* TAREFAS PROPOSTAS
1. No texto sobre arquitetura de software, a frase que começa com "Ela pode estar" enumera estados em que a arquitetura de um software pode se encontrar. Liste todos eles.
2. Dê continuidade ao texto sobre arquitetura de software a partir da última frase apresentada.

* TEXTO DE ORIGEM

--------------------------------------------------

Você não é (ou, pode não ser) arquiteto de software. Saiba o porquê (e aceite isso)

A publicação original desse post ocorreu em meu blog, em 2011, e gerou uma bela discussão. Infelizmente, essa publicação não está mais disponível. Depois, foi publicado no linkedin gerando mais uma bela discussão. Penso que o conteúdo continua válido e, por isso, reproduzo aqui.

A publicação de hoje mostra minhas considerações sobre os papéis de arquitetura e desenvolvimento. Nessa posição, sou extremista (embora acredite que toda verdade extremista é fraca): arquitetos são arquitetos, desenvolvedores são desenvolvedores.

Vamos aos fatos…

O que é arquitetura?

Todo software possui uma arquitetura. Boa ou ruim, ela está presente. Planejada ou não, ela se forma, consiste e persiste. Ela pode estar “escondida”, mal-entendida, corrompida, vilipendiada, ignorada ou, até mesmo, esquecida. Mas está ali.

--------------------------------------------------

* TRECHO DOS DADOS
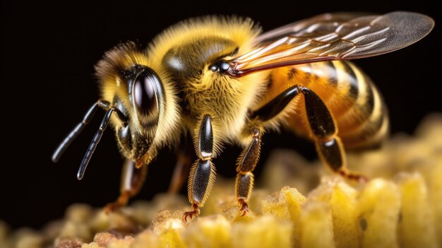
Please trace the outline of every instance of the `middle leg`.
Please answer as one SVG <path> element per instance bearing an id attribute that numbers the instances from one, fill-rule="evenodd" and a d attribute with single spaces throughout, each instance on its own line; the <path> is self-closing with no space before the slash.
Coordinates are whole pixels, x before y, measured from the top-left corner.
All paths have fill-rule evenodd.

--------------------------------------------------

* RESPOSTAS A SEGUIR
1.
- escondida
- mal-entendida
- corrompida
- vilipendiada
- ignorada
- esquecida

2.
A arquitetura de um software pode até não estar descrita em documentos formais, representada em diagramas ou quaisquer outros tipos de artefatos. Mesmo assim, se há um software, há uma arquitetura.

A arquitetura é a expressão máxima das principais decisões relacionadas a um software. Ela contempla o conjunto de propriedades e comportamentos essenciais do software. Ela explicita o escopo fundamental do sistema.

A arquitetura é a visão fundamental do sistema. Mais que isso, ela define o sistema.

Em software, não há “visão do todo” sem profunda compreensão da arquitetura. Arquiteturas ocultas ou mal evangelizadas implicam em sistemas ruins e cheios de partes “descartáveis”. Um sistema com arquitetura “oculta” é um Frankenstein, uma colcha de retalhos, um pesadelo para o time, um pesadelo para todos os interessados.

A arquitetura de um software consiste de sua estrutura mais fundamental que são, por razões evidentes, praticamente imutáveis. Todo sistema possui uma estrutura fundamental, logo, todo sistema possui uma arquitetura.

Ao observar qualquer software, podemos identificar seus componentes principais -comportamentos e papéis. Além disso, conseguimos enxergar como esses componentes se relacionam com os outros componentes. A esse conjunto rico de informações chamamos arquitetura.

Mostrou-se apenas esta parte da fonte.